TASK DESCRIPTION
Would you carry on with the desktop-env write-up below, picking up right after its last line?

SELECTED TEXT
....

🖥️ desktop-env

desktop-env is a cutting-edge, real-time desktop environment designed specifically for desktop-based machine learning development — perfect for creating agents, world models, and more.

🎯 Why Choose `desktop-env`?

In the realm of open-source agent research, three critical components are often missing:

🌐 Open-Source Environments
📊 Open-Source Data
🔎 Open-Source Research Codebases & Repositories

desktop-env is here to fill these gaps:

🖥️ Open-Source Environment: Provides a rich, desktop-based environment identical to what humans use daily.
📈 Data Recorder: Includes a built-in screen, audio, timestamp, keyboard/mouse recorder to capture and utilize real human desktop interactions.
🤝 Future Research Collaboration: Plans are underway to foster open-source research in a new repository.

Any kind of open-source contributions are always welcome.

🔑 Key Features

⚡ Real-Time Performance: Achieve sub-1ms latency in screen capture.
🎥 High-Frequency Capture: Supports over 144 FPS screen recording with minimal CPU/GPU load.

....

RAW RECORDS
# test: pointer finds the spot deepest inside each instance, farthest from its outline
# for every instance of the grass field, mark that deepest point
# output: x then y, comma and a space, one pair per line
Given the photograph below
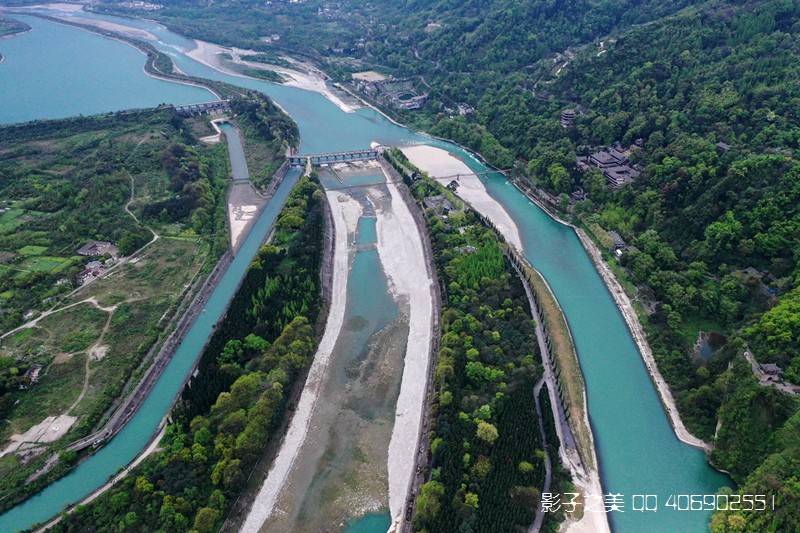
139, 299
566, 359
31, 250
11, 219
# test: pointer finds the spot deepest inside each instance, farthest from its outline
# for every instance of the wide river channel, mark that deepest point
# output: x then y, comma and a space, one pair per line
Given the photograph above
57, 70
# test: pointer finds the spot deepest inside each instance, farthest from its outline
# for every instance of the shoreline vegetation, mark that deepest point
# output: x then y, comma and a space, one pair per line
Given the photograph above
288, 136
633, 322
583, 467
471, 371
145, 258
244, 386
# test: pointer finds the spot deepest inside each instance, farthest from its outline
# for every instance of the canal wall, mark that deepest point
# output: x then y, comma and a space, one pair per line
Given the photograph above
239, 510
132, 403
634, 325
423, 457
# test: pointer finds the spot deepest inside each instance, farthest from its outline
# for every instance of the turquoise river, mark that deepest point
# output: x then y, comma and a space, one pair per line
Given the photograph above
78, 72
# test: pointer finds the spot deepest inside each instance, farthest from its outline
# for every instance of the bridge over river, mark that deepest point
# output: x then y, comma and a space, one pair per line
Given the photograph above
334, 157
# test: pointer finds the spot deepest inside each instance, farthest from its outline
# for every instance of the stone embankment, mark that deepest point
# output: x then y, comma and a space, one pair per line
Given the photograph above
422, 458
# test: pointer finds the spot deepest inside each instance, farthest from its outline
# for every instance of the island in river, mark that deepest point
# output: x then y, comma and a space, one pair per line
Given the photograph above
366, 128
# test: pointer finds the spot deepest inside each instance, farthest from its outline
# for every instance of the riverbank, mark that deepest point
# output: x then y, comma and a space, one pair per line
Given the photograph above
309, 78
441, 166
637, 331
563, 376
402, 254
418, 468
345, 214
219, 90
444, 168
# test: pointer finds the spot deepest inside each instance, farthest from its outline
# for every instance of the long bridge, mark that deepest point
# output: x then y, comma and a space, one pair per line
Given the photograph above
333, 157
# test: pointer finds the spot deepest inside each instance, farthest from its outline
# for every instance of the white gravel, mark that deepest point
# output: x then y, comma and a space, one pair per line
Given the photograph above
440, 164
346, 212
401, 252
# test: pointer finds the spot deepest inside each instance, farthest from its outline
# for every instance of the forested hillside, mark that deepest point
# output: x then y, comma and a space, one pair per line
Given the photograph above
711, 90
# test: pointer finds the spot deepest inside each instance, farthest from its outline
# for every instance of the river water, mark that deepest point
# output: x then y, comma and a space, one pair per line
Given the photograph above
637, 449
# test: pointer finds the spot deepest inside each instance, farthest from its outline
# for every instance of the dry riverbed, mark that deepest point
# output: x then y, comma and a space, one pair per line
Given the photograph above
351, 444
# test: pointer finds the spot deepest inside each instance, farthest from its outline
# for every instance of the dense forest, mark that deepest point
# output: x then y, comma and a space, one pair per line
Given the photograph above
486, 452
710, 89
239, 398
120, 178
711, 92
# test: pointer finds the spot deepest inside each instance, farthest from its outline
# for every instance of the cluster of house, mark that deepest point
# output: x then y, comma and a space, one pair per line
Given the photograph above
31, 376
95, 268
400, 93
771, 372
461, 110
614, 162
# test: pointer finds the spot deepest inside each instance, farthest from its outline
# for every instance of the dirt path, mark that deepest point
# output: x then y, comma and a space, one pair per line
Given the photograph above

....

RESULT BELOW
- Utilizes Windows APIs (DXGI/WGC) and the powerful GStreamer framework, which is largely differ from PIL.ImageGrab, mss, ...
🖱️ Authentic Desktop Interaction: Work within the exact desktop environment used by real users.

Supported Desktop Events & Interfaces:

📺 Screen: Capture your monitor screen; specify monitor index, window name, framerate.
⌨️🖱️ Keyboard/Mouse: Capture and input keyboard and mouse events.
🪟 Window: Get active window's name, bounding box, and handle (hWnd).

✨ Supported Operating Systems:

Windows: Full support with optimized performance using Direct3D11
macOS: Full support using AVFoundation for screen capture
Linux: Basic support (work in progress)

Recorder

Since Recorder utilize desktop_env, it is far more efficient than any other existing python-based screen recorders.

run just by typing python3 examples/recorder.py FILE_LOCATION and stop by Ctrl+C
almost 0% load in CPU/GPU. (Similar to commercial screen recording / broadcasting software, since it utilize Windows APIs (DXGI/WGC) and the powerful GStreamer framework under the hood)
screen, audio, timestamp is recorded all in once in matroska(.mkv) container, timestamp is recorded as video subtitle. keyboard, mouse, window data is recorded all in once in event.jsonl file.

For more detail, run python3 examples/recorder.py --help!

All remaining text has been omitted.